- To be done: Write out exactly, with no other output, the lines below from the one that contains "the stair stringer" through the end.

- Material shown:
************

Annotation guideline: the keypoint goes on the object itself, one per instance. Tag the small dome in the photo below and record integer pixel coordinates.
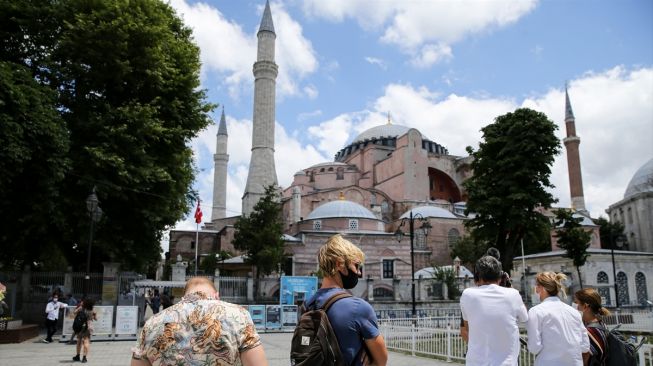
(429, 211)
(387, 130)
(642, 181)
(341, 208)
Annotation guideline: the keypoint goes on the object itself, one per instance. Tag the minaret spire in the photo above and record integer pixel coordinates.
(220, 161)
(262, 172)
(573, 158)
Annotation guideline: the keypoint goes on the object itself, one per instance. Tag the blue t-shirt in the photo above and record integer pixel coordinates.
(353, 320)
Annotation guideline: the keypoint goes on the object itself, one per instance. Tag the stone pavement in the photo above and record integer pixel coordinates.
(33, 353)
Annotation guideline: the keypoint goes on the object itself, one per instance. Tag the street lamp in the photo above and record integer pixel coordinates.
(618, 240)
(426, 226)
(95, 214)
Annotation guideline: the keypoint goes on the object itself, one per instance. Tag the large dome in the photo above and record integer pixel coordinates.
(341, 208)
(429, 211)
(642, 181)
(387, 130)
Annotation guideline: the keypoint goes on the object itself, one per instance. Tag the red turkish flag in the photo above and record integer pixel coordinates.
(198, 213)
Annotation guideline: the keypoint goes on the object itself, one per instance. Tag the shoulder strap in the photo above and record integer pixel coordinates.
(334, 298)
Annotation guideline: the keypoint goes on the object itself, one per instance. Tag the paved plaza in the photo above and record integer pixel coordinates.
(114, 353)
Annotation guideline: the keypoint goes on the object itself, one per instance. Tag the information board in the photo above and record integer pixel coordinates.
(257, 312)
(126, 322)
(272, 317)
(295, 289)
(289, 316)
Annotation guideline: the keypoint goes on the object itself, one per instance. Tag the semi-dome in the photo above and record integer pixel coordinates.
(429, 211)
(642, 181)
(377, 132)
(341, 208)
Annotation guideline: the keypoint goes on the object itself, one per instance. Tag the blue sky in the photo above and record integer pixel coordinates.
(445, 67)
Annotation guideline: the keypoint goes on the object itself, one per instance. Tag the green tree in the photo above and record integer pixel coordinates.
(573, 238)
(608, 231)
(511, 176)
(259, 235)
(125, 83)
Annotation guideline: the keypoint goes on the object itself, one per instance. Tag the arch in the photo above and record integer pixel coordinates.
(441, 186)
(622, 289)
(640, 288)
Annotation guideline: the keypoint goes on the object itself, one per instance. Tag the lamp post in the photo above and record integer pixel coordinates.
(618, 240)
(95, 214)
(426, 226)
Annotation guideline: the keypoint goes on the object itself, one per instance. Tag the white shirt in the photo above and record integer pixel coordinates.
(492, 313)
(556, 334)
(52, 309)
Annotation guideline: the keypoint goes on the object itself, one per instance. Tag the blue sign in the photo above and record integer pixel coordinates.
(296, 289)
(257, 312)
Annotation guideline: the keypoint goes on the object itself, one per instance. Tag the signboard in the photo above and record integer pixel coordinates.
(257, 312)
(272, 317)
(126, 322)
(296, 289)
(289, 316)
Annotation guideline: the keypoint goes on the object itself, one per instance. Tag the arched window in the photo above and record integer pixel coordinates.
(454, 236)
(603, 287)
(640, 286)
(382, 293)
(622, 289)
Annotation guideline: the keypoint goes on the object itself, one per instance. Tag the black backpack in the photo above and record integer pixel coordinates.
(81, 321)
(314, 343)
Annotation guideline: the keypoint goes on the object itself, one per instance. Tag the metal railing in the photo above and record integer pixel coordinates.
(426, 337)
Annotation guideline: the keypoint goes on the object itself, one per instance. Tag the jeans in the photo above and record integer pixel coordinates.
(51, 325)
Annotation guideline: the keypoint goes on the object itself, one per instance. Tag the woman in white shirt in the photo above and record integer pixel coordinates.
(556, 334)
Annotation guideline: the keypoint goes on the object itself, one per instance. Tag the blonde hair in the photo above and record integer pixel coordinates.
(337, 248)
(552, 283)
(592, 299)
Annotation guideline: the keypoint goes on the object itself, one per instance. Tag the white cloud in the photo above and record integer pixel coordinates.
(419, 28)
(376, 61)
(231, 54)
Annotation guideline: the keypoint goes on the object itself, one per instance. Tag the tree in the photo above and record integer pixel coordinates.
(573, 238)
(608, 231)
(511, 174)
(123, 79)
(259, 235)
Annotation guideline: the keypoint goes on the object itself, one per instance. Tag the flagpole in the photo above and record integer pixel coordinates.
(197, 244)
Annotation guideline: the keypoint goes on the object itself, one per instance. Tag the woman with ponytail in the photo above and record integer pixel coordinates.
(588, 303)
(556, 334)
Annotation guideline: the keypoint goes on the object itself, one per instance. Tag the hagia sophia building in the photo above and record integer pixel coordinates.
(386, 174)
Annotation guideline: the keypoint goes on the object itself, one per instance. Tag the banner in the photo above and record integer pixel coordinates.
(272, 317)
(126, 322)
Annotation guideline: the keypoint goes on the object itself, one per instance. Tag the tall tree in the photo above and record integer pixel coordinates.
(511, 174)
(608, 231)
(573, 238)
(259, 235)
(125, 76)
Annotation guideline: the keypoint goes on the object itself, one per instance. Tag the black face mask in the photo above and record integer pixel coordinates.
(350, 280)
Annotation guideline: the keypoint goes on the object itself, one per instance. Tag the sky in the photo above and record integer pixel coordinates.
(447, 68)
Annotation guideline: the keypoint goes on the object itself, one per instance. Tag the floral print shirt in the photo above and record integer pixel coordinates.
(197, 331)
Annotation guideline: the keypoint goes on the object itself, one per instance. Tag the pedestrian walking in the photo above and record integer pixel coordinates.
(556, 334)
(199, 330)
(84, 335)
(491, 314)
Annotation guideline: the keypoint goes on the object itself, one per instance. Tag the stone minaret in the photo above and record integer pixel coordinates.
(573, 158)
(220, 160)
(262, 172)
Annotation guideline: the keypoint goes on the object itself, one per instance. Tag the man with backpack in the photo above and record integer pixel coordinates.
(335, 318)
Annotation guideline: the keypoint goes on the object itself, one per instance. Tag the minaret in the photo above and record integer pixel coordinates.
(220, 160)
(573, 158)
(262, 172)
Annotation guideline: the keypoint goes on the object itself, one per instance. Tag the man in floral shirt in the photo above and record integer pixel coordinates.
(200, 330)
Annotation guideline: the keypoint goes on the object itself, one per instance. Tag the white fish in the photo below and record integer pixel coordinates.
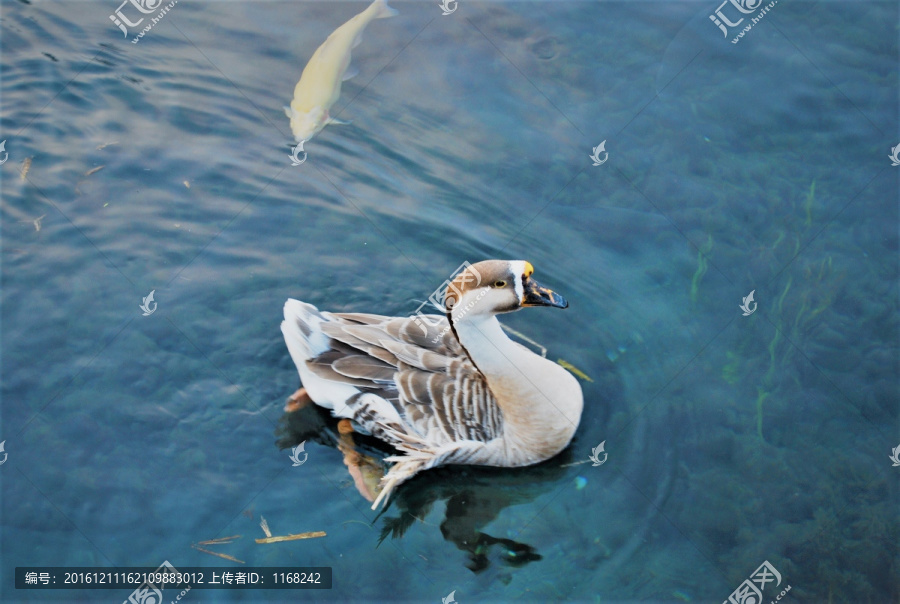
(320, 84)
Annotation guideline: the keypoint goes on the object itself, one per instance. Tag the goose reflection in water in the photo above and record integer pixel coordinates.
(474, 496)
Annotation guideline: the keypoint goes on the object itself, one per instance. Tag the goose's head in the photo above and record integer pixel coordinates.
(491, 287)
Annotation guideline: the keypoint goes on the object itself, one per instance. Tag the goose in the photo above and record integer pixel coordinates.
(441, 390)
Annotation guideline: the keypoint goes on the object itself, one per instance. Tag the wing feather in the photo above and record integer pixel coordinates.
(419, 368)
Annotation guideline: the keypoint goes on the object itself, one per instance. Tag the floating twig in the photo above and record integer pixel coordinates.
(311, 535)
(219, 541)
(211, 553)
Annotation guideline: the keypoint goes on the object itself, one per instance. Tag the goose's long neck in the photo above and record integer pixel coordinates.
(541, 401)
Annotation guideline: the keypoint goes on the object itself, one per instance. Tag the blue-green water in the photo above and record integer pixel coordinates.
(164, 165)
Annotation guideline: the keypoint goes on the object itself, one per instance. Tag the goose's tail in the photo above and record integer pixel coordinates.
(302, 334)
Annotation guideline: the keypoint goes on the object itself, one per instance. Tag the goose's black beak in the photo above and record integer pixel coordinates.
(537, 295)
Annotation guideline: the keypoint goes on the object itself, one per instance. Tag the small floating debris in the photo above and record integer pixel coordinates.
(567, 365)
(264, 526)
(212, 553)
(219, 541)
(279, 539)
(26, 166)
(270, 539)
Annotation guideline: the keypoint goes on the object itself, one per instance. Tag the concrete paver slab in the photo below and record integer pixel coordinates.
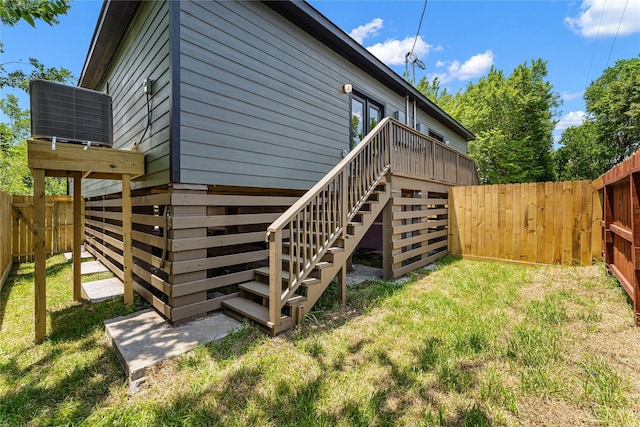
(361, 273)
(83, 255)
(101, 290)
(91, 267)
(144, 338)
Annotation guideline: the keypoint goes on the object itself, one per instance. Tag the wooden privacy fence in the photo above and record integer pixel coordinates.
(58, 222)
(549, 222)
(5, 232)
(621, 226)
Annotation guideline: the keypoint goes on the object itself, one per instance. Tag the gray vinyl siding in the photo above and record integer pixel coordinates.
(455, 141)
(261, 100)
(142, 53)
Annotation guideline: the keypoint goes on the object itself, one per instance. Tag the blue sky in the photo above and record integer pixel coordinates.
(458, 42)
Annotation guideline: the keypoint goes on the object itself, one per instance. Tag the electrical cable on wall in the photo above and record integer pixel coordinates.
(147, 91)
(424, 8)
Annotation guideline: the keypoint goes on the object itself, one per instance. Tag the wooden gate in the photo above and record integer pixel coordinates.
(545, 222)
(59, 226)
(621, 226)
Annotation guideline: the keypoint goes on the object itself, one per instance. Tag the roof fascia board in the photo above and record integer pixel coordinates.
(113, 21)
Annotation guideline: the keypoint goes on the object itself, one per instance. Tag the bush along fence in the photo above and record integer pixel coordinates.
(16, 223)
(620, 188)
(547, 222)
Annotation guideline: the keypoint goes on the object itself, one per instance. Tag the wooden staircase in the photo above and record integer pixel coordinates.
(310, 243)
(253, 302)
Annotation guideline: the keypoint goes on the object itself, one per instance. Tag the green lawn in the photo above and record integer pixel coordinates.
(470, 344)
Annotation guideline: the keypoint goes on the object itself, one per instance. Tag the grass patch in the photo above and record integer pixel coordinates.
(472, 343)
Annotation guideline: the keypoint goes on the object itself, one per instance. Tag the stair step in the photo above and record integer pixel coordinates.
(309, 281)
(319, 266)
(252, 310)
(262, 290)
(331, 250)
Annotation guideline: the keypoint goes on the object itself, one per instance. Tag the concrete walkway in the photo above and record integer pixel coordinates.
(91, 267)
(145, 338)
(102, 290)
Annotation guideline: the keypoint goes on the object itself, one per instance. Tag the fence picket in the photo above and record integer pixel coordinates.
(547, 223)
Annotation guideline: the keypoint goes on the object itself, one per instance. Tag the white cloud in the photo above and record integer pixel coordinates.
(393, 51)
(570, 96)
(367, 30)
(573, 118)
(476, 66)
(601, 18)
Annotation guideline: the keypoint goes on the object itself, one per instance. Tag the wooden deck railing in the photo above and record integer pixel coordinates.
(6, 258)
(312, 225)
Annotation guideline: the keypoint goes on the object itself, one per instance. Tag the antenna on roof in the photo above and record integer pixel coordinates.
(412, 58)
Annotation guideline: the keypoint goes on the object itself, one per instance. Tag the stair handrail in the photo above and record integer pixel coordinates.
(341, 193)
(390, 146)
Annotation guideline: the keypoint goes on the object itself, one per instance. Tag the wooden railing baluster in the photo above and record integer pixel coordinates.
(321, 216)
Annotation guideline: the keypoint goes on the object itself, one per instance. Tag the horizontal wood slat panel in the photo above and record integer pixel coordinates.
(182, 267)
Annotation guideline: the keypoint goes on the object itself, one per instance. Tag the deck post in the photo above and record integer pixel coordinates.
(342, 284)
(387, 241)
(77, 235)
(126, 239)
(275, 277)
(40, 255)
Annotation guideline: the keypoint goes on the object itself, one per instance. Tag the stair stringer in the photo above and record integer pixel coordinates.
(314, 292)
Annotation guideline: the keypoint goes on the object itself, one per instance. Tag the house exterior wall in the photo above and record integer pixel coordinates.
(142, 53)
(262, 103)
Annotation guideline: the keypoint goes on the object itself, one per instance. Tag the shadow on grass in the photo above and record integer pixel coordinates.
(63, 379)
(60, 381)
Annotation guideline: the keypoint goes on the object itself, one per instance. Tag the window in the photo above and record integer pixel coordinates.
(436, 136)
(365, 115)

************

- Solution:
Annotation guideline: the keypoint goes on the object itself, one per instance. Tag the stair stringer in the photo above and record integer pixel coordinates.
(314, 292)
Annotation guideline: the keypoint goes on the object itself, one per instance. Tag the house exterior wall in the photo above and record integer pixel coordinates.
(142, 53)
(262, 103)
Annotation guideline: the keypoint goes on the object itself, one per instance. Tag the shadow on grass in the photo above and record integer pixel coordinates.
(63, 379)
(60, 381)
Annotation guideline: the keypoint goes on the object itself, one per instance. Tag the window in the photo above and record integer pixel coordinates.
(436, 136)
(365, 115)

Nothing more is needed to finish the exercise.